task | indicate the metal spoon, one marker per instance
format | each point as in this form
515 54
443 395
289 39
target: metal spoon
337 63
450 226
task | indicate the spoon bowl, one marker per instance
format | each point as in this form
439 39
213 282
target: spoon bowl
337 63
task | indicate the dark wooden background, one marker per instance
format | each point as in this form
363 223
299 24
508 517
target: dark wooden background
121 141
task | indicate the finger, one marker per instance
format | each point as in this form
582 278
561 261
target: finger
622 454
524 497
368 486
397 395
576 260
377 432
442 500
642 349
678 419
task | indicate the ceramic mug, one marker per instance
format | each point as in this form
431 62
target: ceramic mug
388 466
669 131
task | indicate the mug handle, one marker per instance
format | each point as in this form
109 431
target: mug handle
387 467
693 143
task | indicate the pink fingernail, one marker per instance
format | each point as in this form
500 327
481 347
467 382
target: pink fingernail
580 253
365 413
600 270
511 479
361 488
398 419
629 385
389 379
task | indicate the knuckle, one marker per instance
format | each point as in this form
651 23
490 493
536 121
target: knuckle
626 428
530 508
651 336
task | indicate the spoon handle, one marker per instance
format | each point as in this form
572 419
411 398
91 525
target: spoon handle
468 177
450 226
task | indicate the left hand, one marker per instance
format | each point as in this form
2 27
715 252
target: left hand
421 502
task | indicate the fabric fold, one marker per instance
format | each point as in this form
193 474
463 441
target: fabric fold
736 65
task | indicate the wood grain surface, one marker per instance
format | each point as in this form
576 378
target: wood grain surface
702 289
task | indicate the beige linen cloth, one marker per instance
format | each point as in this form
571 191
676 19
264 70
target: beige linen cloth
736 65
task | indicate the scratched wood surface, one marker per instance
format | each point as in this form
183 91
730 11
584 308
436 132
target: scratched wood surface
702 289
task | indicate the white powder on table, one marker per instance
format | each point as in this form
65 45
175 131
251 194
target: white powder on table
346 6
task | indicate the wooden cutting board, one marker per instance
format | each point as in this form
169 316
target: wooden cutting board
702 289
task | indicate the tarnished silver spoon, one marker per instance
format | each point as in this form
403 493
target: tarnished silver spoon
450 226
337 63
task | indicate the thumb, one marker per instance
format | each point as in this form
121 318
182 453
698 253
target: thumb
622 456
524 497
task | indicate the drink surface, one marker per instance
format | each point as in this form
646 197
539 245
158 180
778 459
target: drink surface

• _Written exercise_
Show the data once more, exactly as it was written.

• _The solution_
task | indicate the metal spoon, one marker per instance
format | each point as in this form
515 54
443 395
289 39
target: metal spoon
337 63
450 226
task | indicate the spoon bowl, one marker per instance
format | each point as in this form
439 39
213 282
target: spoon bowl
337 63
task | indicate the dark wooden background, one marker per instance
format | each point as in this form
363 223
299 24
508 517
target: dark wooden background
121 141
task | indicate the finger, one marker per instance
format | each point as in this form
582 278
561 261
target: finger
622 454
524 497
368 486
397 395
576 260
377 432
442 500
642 349
678 419
task | indicate the ceramic mug, one marker per instance
format | each point as in this form
431 62
target: ceramic mug
388 466
669 131
task | indicate the mug handle, one marker per instance
format | each point as in this form
109 431
target: mug handle
387 467
693 143
task | indicate the pink fingernail, one marker per instance
format | each point as in this form
500 327
481 347
467 382
target: pink fingernail
580 253
365 413
600 270
511 479
361 488
398 419
629 385
389 379
task | indicate the knuckle, one marker per instance
format | each point as in this form
651 23
490 493
536 121
target: knuckle
626 428
530 508
651 336
task | indicate the spoon handle, one marker per instance
format | each point as in this form
572 419
411 398
91 525
target: spoon handle
468 177
450 226
task | indicate the left hand, one marker per instance
format | each point as in this form
2 27
715 252
target: left hand
421 502
task | indicate the fabric fold, one marker per instance
format | each point as in this form
193 474
463 441
target: fabric fold
736 65
task | indicate the wood grain surface, one marker per instance
format | each point as in this form
576 378
target: wood grain surface
702 289
task | indicate the beige linen cloth, one marker per instance
format | each point as in this form
571 191
676 19
264 70
target: beige linen cloth
736 65
task | indicate the scratched wood surface, one marker per instance
format | each point as in this form
183 91
730 11
584 308
436 132
target: scratched wood surface
702 289
task | indicate the white powder on table, one marker per instance
format | each point as in this form
65 45
175 131
251 194
target: white powder on table
346 6
task | indicate the wooden cutting board, one marker per instance
format | each point as in this form
169 316
target: wooden cutting board
702 289
task | indicate the tarnished silver spoon, one marker per instance
format | each point as in this form
403 493
target: tarnished silver spoon
450 226
337 63
task | indicate the thumb, one marker per instance
format | each point as in this form
121 318
182 453
698 253
target: thumb
622 456
524 497
task | indicate the drink surface, one marker per instance
format | each point as in this form
646 197
539 245
158 180
778 459
target: drink surface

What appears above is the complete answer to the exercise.